** begin Stored data **

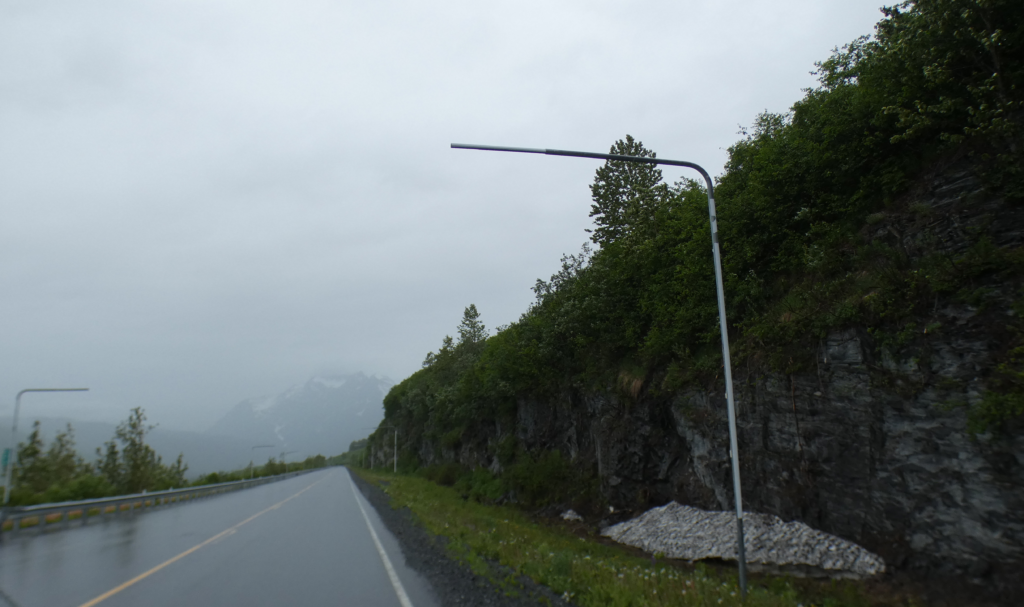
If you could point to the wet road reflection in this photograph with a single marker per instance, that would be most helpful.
(298, 542)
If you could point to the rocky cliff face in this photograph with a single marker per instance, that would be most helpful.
(869, 445)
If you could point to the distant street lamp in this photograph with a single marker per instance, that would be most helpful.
(252, 467)
(9, 453)
(733, 442)
(283, 453)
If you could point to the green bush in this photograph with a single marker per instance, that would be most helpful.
(480, 485)
(445, 474)
(541, 480)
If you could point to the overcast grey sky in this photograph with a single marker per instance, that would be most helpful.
(205, 201)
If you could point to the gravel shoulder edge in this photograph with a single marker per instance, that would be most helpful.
(453, 581)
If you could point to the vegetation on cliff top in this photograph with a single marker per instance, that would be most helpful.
(941, 82)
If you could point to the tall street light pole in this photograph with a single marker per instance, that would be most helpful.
(9, 454)
(395, 428)
(252, 467)
(730, 401)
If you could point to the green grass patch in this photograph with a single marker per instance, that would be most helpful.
(584, 569)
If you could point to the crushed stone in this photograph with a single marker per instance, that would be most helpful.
(685, 532)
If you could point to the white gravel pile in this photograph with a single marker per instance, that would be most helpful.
(683, 532)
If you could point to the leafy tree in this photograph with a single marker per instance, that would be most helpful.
(625, 193)
(31, 471)
(471, 331)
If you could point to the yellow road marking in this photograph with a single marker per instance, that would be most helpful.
(223, 533)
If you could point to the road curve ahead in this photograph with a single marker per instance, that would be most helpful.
(307, 540)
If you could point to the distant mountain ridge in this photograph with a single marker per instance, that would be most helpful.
(322, 416)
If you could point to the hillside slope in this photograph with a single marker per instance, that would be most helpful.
(873, 262)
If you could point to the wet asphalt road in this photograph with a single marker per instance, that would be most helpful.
(298, 542)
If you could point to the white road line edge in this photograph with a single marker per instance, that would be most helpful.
(398, 589)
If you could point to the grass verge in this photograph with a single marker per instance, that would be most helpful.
(584, 569)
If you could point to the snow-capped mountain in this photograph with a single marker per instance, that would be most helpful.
(322, 416)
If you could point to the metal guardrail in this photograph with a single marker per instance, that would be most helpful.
(44, 514)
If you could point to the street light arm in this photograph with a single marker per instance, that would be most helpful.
(612, 157)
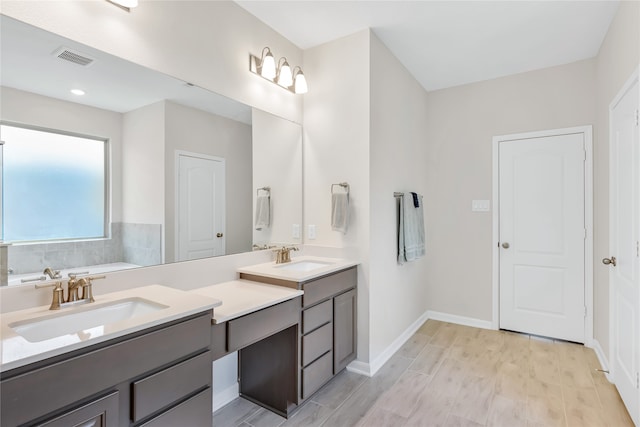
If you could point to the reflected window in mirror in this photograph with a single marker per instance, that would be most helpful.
(54, 185)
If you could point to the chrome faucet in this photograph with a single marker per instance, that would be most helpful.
(73, 284)
(284, 254)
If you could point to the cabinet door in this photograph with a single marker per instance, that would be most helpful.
(98, 413)
(344, 330)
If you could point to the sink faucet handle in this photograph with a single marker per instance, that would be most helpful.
(58, 294)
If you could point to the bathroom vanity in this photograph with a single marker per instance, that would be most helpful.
(326, 338)
(153, 370)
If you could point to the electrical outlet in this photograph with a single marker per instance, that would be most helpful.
(480, 206)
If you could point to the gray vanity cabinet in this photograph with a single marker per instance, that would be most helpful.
(327, 338)
(344, 330)
(157, 377)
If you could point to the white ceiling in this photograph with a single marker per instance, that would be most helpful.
(27, 63)
(450, 43)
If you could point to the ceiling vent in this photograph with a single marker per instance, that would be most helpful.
(73, 56)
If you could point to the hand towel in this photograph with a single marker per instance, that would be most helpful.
(339, 212)
(411, 235)
(263, 212)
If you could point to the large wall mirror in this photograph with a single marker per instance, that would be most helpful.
(177, 173)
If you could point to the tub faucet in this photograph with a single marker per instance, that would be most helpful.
(284, 254)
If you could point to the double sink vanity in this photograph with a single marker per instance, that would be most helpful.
(143, 357)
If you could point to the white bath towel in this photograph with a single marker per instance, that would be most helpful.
(263, 212)
(340, 212)
(411, 235)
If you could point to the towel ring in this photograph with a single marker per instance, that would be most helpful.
(343, 185)
(265, 189)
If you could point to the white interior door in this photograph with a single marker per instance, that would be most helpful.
(200, 221)
(542, 235)
(625, 247)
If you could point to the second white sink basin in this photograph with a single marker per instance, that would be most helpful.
(303, 265)
(83, 318)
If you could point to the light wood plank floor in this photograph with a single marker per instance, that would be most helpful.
(452, 375)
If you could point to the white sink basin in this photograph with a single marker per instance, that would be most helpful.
(304, 265)
(83, 318)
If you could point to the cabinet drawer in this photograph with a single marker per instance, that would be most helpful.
(317, 343)
(194, 412)
(316, 375)
(161, 389)
(316, 316)
(253, 327)
(325, 287)
(103, 412)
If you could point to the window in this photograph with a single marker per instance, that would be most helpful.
(53, 185)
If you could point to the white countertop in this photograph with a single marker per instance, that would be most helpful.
(284, 271)
(240, 297)
(16, 351)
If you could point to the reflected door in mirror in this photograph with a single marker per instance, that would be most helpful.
(201, 206)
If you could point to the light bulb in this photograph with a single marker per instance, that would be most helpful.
(300, 83)
(285, 78)
(268, 70)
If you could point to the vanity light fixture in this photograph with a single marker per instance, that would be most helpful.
(284, 77)
(125, 4)
(299, 81)
(280, 74)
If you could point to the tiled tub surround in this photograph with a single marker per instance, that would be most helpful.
(139, 244)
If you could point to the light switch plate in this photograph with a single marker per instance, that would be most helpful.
(480, 206)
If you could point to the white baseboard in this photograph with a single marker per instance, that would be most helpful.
(460, 320)
(370, 369)
(602, 357)
(225, 396)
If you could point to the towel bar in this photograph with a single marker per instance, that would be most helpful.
(341, 184)
(265, 189)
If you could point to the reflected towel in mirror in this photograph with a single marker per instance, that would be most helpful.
(339, 212)
(263, 212)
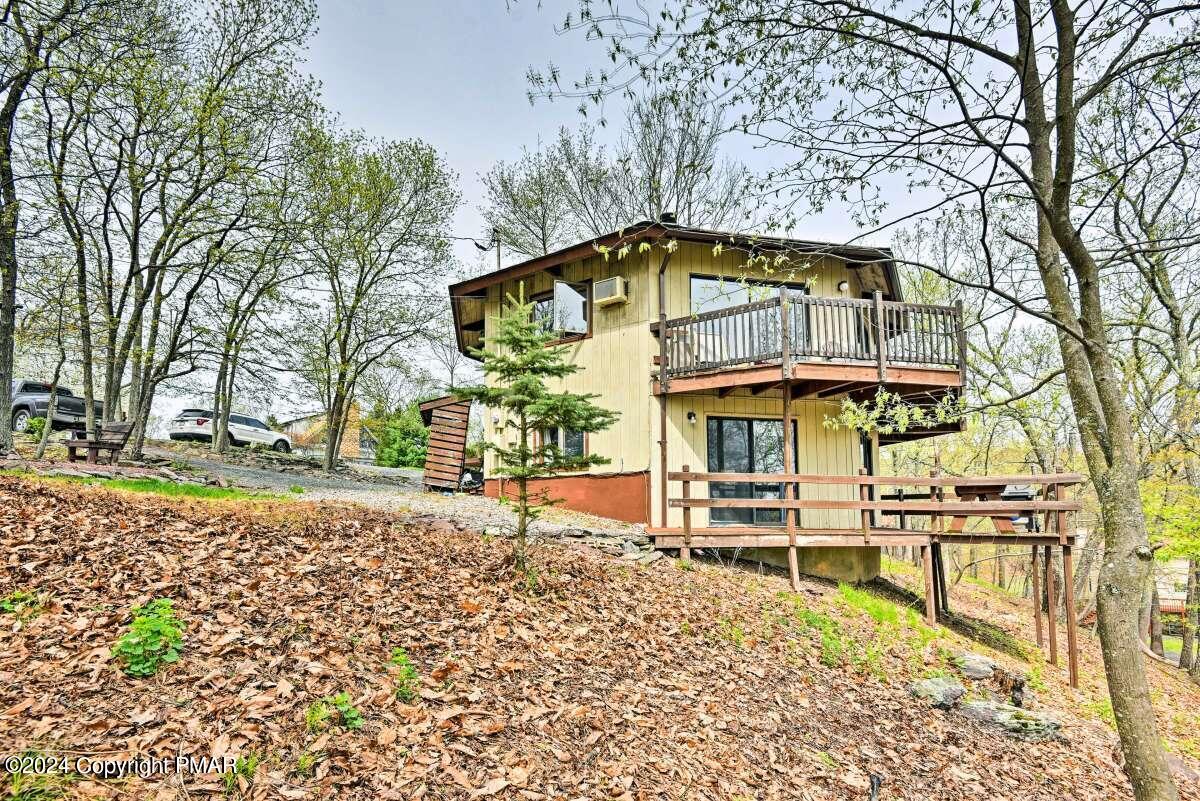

** end Stored data **

- [Task statement] Return every line of the data above that contains the word "basin".

- [Solved problem]
If you could point to the second white sink basin in this photograph with a single marker per instance, that would be most helpful.
If you could point to the white sink basin in this photograph with a single marker per instance, that would be most helpful.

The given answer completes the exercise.